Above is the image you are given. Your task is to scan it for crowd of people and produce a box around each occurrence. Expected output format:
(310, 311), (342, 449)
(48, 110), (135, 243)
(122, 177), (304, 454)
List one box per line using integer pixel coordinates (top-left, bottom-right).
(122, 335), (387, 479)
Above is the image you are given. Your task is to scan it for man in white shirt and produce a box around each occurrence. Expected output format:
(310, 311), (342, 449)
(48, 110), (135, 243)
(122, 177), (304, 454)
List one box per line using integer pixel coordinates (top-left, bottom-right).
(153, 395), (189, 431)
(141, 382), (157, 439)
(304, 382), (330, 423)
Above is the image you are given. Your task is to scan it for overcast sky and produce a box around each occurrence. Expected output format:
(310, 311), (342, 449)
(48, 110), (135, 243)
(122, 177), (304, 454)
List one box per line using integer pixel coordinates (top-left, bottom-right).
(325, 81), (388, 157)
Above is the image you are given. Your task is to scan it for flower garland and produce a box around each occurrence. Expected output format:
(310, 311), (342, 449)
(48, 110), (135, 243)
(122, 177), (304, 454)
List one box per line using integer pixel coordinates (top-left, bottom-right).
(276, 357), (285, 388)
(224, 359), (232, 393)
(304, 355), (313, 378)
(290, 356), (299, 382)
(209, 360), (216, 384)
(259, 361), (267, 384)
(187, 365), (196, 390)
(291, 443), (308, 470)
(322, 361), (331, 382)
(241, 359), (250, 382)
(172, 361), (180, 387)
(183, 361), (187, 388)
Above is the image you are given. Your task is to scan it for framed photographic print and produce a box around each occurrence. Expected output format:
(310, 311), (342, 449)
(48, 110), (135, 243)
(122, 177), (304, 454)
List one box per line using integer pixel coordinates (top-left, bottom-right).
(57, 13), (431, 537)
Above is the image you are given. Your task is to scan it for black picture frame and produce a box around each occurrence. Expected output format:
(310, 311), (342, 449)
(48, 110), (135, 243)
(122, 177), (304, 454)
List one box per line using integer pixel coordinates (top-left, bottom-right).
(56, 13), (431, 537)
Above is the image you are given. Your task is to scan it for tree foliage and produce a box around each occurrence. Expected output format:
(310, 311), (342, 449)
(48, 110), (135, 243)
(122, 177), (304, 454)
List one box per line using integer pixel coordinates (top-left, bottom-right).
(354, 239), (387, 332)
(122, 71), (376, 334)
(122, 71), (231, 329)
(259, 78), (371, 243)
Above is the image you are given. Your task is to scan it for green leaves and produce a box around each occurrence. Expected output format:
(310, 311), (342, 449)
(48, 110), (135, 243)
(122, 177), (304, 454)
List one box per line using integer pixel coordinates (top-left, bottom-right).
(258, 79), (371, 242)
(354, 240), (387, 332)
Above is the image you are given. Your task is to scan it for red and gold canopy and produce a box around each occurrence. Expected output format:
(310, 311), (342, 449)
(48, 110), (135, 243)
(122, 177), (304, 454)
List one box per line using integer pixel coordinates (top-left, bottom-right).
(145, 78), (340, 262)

### WHAT THIS TASK INVOLVES
Copy every line of the material above word for word, from start to finish.

### THE OUTPUT
Above is the image you are given. Your task is to scan it for crowd of people and produce a box around each occurrence. Expected output format:
(310, 311), (342, 449)
(48, 110), (135, 243)
(122, 177), (304, 454)
List one box per line using integer pixel coordinates (top-left, bottom-right).
(122, 335), (387, 479)
Above is the image you are given. Your task is to scan it for man in white shirt and produce a box around each occurrence. Expected output format:
(310, 311), (342, 449)
(48, 110), (135, 243)
(122, 177), (304, 454)
List one box per line using integer pixel coordinates (top-left, bottom-right).
(153, 395), (189, 431)
(141, 382), (157, 439)
(304, 382), (330, 423)
Above is the image you are given. Your task is to scan it for overcast sky and produce a box around each occurrence. Expected output format:
(310, 311), (342, 449)
(48, 110), (135, 243)
(122, 177), (304, 454)
List one box per line using integer pixel coordinates (top-left, bottom-right).
(325, 81), (388, 157)
Above is the image you are given. Your task is to scan it for flower garland and produce a box around each occurrence. Expected output format:
(310, 311), (342, 449)
(48, 110), (135, 243)
(122, 177), (304, 454)
List one box per line using integer pixel coordinates (top-left, bottom-right).
(276, 357), (285, 388)
(224, 359), (232, 393)
(304, 355), (313, 378)
(290, 356), (299, 382)
(209, 360), (216, 384)
(259, 361), (267, 384)
(187, 365), (196, 390)
(291, 443), (308, 470)
(322, 361), (331, 382)
(241, 359), (250, 382)
(172, 361), (180, 387)
(183, 361), (187, 388)
Above is the image you are given. Your task is to scan it for framed photographic print and produce a box around each occurrence. Expected output format:
(310, 311), (342, 449)
(48, 110), (135, 243)
(122, 177), (304, 454)
List one box per line using integer pixel coordinates (top-left, bottom-right).
(57, 13), (431, 537)
Above is the image you are given. Your task is to scan it for black picture frame and produce a box around each occurrence. Expected output format:
(310, 311), (342, 449)
(48, 110), (135, 243)
(122, 177), (304, 454)
List one box per line using integer pixel coordinates (top-left, bottom-right).
(56, 13), (431, 537)
Above is the image you are given. Your task is to scan it for tree foliage and produce a box around each occurrence. Expected output format:
(310, 311), (342, 449)
(48, 110), (135, 243)
(122, 177), (304, 454)
List one box per line using integer pixel coordinates (top-left, bottom-right).
(354, 239), (387, 332)
(122, 71), (376, 334)
(122, 71), (231, 329)
(259, 78), (371, 243)
Above is the image you are given. Your task is to scan it for green leaves and produce a box around each occurrence. Expected output format:
(310, 311), (342, 449)
(48, 110), (135, 243)
(122, 177), (304, 454)
List one box per line using integer pixel coordinates (top-left, bottom-right).
(258, 79), (371, 242)
(354, 240), (387, 332)
Above is the image you are given. Your task is to scan it for red and gold canopy and produce a box around each occurrence. Expected output format:
(310, 311), (342, 449)
(48, 110), (135, 243)
(122, 177), (304, 454)
List one box per line using integer pixel coordinates (top-left, bottom-right).
(145, 78), (340, 262)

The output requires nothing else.